- _WRITTEN REQUEST_
Edit everything from the line containing "Readme: the locator spots each instance of the tower window" down to the end of the entries, swapping "locator" for "detector" and keeping the rest unchanged.

- _TASK MATERIAL_
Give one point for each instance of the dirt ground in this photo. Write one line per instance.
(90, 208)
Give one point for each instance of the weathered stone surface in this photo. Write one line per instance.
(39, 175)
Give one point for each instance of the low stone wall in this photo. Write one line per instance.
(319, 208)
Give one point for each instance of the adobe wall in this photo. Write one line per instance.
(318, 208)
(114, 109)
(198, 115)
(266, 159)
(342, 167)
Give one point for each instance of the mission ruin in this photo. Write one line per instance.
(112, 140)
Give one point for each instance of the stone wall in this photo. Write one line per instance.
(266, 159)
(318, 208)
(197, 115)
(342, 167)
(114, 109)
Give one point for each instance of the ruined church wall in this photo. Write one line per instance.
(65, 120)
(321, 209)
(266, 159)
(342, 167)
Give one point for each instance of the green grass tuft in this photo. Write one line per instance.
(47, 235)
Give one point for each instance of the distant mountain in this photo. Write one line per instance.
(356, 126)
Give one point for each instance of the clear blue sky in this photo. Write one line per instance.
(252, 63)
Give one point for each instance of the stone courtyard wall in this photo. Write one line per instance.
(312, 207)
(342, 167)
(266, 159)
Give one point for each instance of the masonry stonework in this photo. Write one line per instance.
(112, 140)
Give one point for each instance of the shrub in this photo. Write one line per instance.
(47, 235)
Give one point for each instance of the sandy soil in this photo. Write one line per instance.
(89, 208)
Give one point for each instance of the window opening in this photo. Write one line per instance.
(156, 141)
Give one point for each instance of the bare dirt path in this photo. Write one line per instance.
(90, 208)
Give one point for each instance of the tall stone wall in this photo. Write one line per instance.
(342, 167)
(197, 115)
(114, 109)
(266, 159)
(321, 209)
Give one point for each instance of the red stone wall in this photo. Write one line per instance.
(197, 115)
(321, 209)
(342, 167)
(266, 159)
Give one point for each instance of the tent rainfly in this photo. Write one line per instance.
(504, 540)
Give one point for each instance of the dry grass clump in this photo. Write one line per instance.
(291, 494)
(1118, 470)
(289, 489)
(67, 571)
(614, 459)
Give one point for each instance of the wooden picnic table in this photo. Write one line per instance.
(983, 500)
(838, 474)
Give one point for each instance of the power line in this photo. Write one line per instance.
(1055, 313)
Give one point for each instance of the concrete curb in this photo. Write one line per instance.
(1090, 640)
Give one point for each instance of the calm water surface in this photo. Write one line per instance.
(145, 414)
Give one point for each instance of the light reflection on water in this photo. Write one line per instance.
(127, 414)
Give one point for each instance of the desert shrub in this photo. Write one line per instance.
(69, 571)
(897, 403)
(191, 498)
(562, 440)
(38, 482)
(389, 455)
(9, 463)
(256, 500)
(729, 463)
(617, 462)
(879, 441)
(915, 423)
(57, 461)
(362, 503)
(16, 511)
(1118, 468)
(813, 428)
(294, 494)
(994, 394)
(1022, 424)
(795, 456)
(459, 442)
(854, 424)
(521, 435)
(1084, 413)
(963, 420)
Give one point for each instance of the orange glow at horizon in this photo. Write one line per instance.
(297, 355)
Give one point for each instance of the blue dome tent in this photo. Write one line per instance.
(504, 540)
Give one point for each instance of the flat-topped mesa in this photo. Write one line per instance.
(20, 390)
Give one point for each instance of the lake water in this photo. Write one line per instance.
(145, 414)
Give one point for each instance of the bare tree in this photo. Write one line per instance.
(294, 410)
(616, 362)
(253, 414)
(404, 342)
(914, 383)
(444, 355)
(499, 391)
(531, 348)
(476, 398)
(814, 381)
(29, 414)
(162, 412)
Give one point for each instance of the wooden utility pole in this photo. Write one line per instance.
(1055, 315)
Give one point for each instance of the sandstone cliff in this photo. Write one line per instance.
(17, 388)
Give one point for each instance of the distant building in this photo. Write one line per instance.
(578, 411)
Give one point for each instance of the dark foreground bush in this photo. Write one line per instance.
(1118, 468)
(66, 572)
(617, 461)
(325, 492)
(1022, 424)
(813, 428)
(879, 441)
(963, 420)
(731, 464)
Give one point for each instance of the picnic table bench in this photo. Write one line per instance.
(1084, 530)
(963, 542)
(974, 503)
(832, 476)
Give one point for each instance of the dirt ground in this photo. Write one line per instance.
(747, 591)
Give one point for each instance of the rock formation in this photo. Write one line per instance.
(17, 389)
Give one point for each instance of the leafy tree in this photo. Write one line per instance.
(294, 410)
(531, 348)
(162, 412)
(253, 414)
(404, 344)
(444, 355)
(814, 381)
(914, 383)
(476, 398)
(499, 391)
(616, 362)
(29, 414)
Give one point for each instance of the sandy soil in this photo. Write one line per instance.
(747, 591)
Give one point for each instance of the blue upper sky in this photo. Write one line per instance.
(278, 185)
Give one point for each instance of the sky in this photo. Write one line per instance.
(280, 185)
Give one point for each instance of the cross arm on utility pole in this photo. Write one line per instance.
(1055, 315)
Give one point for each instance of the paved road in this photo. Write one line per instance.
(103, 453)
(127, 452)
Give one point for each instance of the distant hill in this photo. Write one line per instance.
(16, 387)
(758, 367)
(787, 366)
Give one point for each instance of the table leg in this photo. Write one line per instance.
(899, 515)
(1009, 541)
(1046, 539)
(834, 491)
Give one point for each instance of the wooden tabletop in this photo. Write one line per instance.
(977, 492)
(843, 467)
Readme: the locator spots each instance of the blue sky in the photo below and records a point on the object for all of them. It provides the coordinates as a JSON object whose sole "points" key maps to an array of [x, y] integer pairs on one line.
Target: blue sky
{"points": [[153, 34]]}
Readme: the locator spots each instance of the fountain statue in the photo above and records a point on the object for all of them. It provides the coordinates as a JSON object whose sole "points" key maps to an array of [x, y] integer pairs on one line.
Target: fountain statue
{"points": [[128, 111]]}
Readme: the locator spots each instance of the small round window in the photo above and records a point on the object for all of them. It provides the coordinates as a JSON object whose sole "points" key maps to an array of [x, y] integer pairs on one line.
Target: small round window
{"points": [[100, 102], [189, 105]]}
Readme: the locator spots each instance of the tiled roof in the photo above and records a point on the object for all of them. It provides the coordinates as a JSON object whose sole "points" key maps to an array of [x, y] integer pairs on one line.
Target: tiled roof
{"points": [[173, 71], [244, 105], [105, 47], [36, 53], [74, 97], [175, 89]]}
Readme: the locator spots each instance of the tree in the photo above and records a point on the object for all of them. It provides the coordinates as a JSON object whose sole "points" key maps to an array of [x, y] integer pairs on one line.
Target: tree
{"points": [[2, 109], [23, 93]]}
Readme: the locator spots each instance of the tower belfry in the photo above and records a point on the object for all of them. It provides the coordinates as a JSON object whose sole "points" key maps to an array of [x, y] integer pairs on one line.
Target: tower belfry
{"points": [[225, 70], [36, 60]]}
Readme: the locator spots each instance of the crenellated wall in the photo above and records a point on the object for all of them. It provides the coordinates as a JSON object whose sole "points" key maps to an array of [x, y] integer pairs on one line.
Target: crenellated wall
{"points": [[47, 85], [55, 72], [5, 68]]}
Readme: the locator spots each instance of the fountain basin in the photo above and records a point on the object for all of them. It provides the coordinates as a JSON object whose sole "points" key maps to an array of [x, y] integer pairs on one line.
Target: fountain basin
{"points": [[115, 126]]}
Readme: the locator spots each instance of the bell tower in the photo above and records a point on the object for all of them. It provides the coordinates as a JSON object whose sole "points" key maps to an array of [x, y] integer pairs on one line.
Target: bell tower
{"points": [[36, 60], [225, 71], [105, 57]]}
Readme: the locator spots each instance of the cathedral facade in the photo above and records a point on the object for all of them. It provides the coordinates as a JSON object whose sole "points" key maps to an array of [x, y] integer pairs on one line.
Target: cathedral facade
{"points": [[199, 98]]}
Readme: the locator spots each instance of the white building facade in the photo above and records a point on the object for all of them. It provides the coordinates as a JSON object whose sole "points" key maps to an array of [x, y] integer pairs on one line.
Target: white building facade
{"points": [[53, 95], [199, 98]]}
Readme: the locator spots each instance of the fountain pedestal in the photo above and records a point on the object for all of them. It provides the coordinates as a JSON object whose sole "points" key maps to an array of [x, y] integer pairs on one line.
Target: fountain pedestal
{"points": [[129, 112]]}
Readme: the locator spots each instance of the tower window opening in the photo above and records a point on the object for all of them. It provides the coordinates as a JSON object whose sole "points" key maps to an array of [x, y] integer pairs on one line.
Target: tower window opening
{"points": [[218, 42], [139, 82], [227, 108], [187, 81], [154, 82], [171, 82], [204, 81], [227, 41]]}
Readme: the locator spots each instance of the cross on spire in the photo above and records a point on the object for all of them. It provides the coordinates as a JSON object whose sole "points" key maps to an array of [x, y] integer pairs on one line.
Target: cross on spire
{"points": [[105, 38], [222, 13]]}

- _ANSWER BELOW_
Readme: the detector spots each instance of the tower window opening in the photo above and records a point on the object for all of them. It provides the coordinates as a JSON object whose sole "points" key maps to an array of [x, y] integer pairs on one line.
Target: tower window opening
{"points": [[218, 42], [139, 82], [227, 108], [187, 81], [154, 82], [171, 82], [204, 81], [227, 41]]}
Readme: the detector spots each instance of the cross on spire in the photo above and records a point on the object for all of them. It provides the coordinates as a JSON object whose sole "points" key maps to an array of [x, y] integer pairs on one line.
Target: cross on spire
{"points": [[105, 38], [222, 13]]}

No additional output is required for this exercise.